** DOCUMENT TEXT **
- - - - -

Now, let’s use scipy to calibrate the model parameters using 70% of the observation data and Kling-Gupta Efficiency as the objective function.

[12]:
cal_idx = int(0.7 * clm_df.shape[0])
model = HYMOD(clm_df.iloc[:cal_idx], qobs.iloc[:cal_idx].squeeze(), cmax, 1)
bounds = {
    # "c_max": (1, 1500),  # Maximum storage capacity
    "b_exp": (0.0, 1.99),  # Degree of spatial variability of the soil moisture capacity
    "alpha": (0.01, 0.99),  # Factor for dividing flow to slow and quick releases
    "k_s": (0.01, 0.14),  # Residence time of the slow release reservoir
    "k_q": (0.14, 0.99),  # Residence time of the quick release reservoir
}
results = optimize.differential_evolution(
    model.fit,
    list(bounds.values()),
    popsize=200,
    seed=1,
)
dict(zip(bounds, results.x.round(2).tolist()))
[12]:
{'b_exp': 0.32, 'alpha': 0.99, 'k_s': 0.14, 'k_q': 0.65}

With the obtained calibrated parameters, we can validate the model over the validation period (30%) of the streamflow observation.

[13]:
warm_up = clm_df.iloc[:cal_idx].index.year.unique().shape[0]
model = HYMOD(clm_df, qobs.squeeze(), cmax, warm_up)
qsim = model.simulate(results.x)
kge = -model.fit(results.x)

- - - - -

** BRIEF 1 **
Render this sentence from the HYMOD calibration text above into Spanish: "With the obtained calibrated parameters, we can validate the model over the validation period (30%) of the streamflow observation."
** BRIEF 2 **
According to the HYMOD calibration text, which objective function is used to calibrate the model parameters?
** BRIEF 3 **
Decide whether each statement agrees with the HYMOD calibration text, answering yes or no and quoting the words that settle it: (a) The calibration uses 70% of the observation data. (b) The differential evolution run sets the population size to 100. (c) The calibrated value of alpha is 0.99.

** MATERIAL **

- - - - -

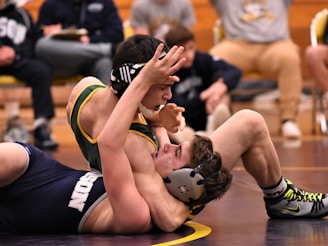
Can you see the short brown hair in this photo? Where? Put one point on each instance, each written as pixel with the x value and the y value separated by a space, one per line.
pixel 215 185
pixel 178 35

- - - - -

** FINAL RESULT 1 **
Con los parámetros calibrados obtenidos, podemos validar el modelo durante el período de validación (30 %) de la observación del caudal.

** FINAL RESULT 2 **
Kling-Gupta Efficiency.

** FINAL RESULT 3 **
(a) Yes: "using 70% of the observation data"
(b) No: "popsize=200"
(c) Yes: "'alpha': 0.99"